--- BEGIN Source material ---
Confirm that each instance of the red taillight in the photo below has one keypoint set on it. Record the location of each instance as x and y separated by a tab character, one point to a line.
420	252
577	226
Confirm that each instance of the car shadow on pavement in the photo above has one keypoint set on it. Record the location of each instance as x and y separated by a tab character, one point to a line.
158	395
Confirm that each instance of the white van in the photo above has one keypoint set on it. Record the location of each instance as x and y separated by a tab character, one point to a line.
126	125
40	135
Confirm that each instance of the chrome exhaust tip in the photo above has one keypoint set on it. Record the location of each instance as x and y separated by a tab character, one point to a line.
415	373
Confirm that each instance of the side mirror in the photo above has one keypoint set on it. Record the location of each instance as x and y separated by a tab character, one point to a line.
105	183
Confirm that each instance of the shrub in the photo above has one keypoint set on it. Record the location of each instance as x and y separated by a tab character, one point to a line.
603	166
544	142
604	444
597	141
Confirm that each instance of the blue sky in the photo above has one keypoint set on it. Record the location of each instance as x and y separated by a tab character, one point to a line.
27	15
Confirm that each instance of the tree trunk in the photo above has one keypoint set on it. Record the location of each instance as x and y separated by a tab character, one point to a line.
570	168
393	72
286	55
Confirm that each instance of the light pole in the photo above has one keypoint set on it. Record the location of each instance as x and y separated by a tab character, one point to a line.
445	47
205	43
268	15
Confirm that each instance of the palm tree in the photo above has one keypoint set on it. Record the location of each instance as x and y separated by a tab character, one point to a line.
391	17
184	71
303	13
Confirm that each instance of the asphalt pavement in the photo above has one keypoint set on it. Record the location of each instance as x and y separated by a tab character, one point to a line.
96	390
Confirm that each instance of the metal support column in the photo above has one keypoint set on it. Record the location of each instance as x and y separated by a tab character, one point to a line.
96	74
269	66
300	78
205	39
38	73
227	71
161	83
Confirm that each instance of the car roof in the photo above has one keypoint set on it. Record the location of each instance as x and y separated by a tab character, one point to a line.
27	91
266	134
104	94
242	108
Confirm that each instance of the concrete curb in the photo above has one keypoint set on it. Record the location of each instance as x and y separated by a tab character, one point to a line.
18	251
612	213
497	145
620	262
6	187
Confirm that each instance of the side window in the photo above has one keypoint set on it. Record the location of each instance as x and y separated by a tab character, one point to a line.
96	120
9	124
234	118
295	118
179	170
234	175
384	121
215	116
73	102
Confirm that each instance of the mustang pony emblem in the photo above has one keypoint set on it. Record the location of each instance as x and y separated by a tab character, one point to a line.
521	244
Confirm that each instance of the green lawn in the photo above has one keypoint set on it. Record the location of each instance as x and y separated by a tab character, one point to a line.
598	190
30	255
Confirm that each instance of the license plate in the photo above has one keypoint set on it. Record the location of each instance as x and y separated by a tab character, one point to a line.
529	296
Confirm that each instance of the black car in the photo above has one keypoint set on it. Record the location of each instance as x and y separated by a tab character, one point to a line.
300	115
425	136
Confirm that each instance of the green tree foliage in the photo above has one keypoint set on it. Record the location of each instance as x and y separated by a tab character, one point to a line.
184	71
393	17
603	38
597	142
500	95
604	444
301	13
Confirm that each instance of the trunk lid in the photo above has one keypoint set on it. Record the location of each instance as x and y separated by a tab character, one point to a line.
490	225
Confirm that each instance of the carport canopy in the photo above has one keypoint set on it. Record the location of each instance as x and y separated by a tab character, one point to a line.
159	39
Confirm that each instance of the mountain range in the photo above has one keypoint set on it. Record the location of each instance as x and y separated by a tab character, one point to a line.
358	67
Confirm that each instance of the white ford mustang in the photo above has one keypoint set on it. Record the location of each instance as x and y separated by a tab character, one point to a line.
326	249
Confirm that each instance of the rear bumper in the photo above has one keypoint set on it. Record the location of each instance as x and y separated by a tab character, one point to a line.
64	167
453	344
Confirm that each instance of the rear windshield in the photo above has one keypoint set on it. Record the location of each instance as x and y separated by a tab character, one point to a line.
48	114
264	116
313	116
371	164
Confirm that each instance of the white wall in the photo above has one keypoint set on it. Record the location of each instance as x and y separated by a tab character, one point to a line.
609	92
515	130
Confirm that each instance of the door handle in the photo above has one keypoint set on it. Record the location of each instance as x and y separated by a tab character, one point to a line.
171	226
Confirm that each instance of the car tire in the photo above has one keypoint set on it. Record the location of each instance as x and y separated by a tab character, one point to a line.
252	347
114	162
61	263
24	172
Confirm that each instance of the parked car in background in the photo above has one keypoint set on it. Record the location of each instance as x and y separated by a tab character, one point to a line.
--- END Source material ---
The request> Nothing should be changed: write out all of the data as is.

Solution below>
Confirm that each instance of the red taillight in the photo below has one keypoint set on it. Record the location of each instance as x and y separated by a tab character, one point to a line.
420	252
577	226
Confirm that each instance of the car shadow on pavement in the photo above has one keypoint set on it. Record the location of each instance as x and y separated by a tab character, one point to a line.
158	395
Confirm that each instance of the white van in the photo above has one keypoint set on it. Record the location of each instance as x and y separated by a tab character, one point to a line.
126	125
40	135
Confirm that each instance of the chrome exhaust tip in the photo above has one keypoint set on it. Record the location of each instance as x and y separated by a tab character, one point to a line.
415	373
Confirm that each instance of the side mirror in the photo above has one keypoint set on it. Record the location of each instance as x and y separated by a tab character, one point to a line.
105	183
Confirm that each instance of the shrub in the photo above has one keypoint set on it. Record the location of each instance as x and y separated by a tab character, one point to a line.
603	166
544	142
604	444
597	141
Confirm that each instance of the blue sky in the photo above has one keypoint set on it. Record the location of each instance as x and y separated by a tab character, one point to a line.
27	15
Confirm that each instance of the tree trunk in the photo above has one keypoint set on it. Record the location of each instance as x and y separated by a tab character, one point to a line.
570	168
393	72
286	55
Confirm that each instance of the light pole in the photo above has one keypoint set on it. Record the location of each instance as x and y separated by a tab character, one point to a line.
445	47
205	43
268	15
Confirm that each instance of the palm tree in the photo above has one keypoint set on it. Record the location of each instance as x and y separated by a tab character, one point to a line.
391	17
184	71
303	13
Confirm that each instance of the asphalt pavement in the photo above has one keypoint set on it. Record the location of each instance as x and y separated by a tab character, one point to a line.
96	390
Confirm that each instance of the metal support column in the photo above has one keypoint set on it. Record the location of each instance as x and y separated by a tab character, one point to a line.
96	74
269	66
300	78
205	39
38	73
227	71
161	83
Confirm that each instance of the car roof in the photo above has one keypoint set on it. Record the location of each instance as x and y separated by a tab character, one point to a line.
27	91
266	134
104	94
242	108
Confirm that each instance of the concrete curb in the photo above has one keypoint set on it. Record the location of each instance as x and y separated by a tab character, one point to a line.
18	251
612	213
497	145
620	262
6	187
Confirm that each instance of the side window in the photo above has one keypoint set on it. Record the location of each instance as x and y separated by a tab character, one point to a line.
96	120
9	124
234	118
295	118
179	170
234	175
384	121
215	116
73	102
Confirm that each instance of the mustang pony emblem in the photo above has one keypoint set on it. Record the location of each instance as x and y separated by a tab character, one point to a line.
521	244
Confirm that each instance of the green lawn in the photo above has one keypoint set on it. Record the location of each instance as x and y separated by a tab character, one point to a line.
598	190
30	255
Confirm that each instance of the license plate in the photo above has one keypoint set on it. Record the location of each instance as x and y separated by a tab character, one point to a line.
529	296
Confirm that each instance of the black car in the photo above has one keypoint set on it. Record the location of each instance as x and y separated by a tab character, one point to a line.
300	115
425	136
Confirm that each instance of the green tree foliage in the photo above has one keypoint set on it. Record the location of each instance as x and y separated by a tab character, one point to a line.
184	71
393	17
603	38
597	142
500	95
604	444
301	13
Confirm that each instance of the trunk lid in the photo above has one keypoint set on it. Record the location of each instance as x and y separated by a tab character, one point to a line.
490	225
Confirm that each instance of the carport canopy in the photo above has one keypoint set on it. Record the location of each instance as x and y separated by a tab character, one point to a line.
159	39
Confirm that each instance of the mountain range in the photo above has one keypoint set on it. Record the location of each instance as x and y separated by a tab character, one point to a line.
358	67
Confirm that each instance of the white ford mustang in the photo above has one keypoint set on it. Record the location of each instance as x and y separated by a tab character, one point to a line.
326	249
Confirm that each instance of the rear bumper in the photo above has one keypoint set on it. Record the location of each instance as x and y separated by a tab character, one point to a line.
64	167
453	344
Confirm that each instance of the rear windshield in the photo above has one keypoint set on it. Record the location of each instance as x and y separated by a tab character, one point to a line.
48	114
264	116
313	116
371	164
Confirm that each instance of the white wall in the photo above has one keypoint set on it. Record the location of each instance as x and y separated by a tab character, one point to a line.
609	92
515	130
Confirm that each instance of the door handle in the photo above has one keypoint set on it. Record the location of each instance as x and y separated by a tab character, one point to a line.
171	226
Confirm that each instance of the car tire in the photo above has one keypoint set on it. Record the location of each instance as x and y separated by a tab character, one point to a line.
252	347
114	162
61	263
24	172
Confirm that each instance of the parked car in background in the photo above has one keypoint set on it. Record the location of each instance as x and y separated by a tab character, one point to a line.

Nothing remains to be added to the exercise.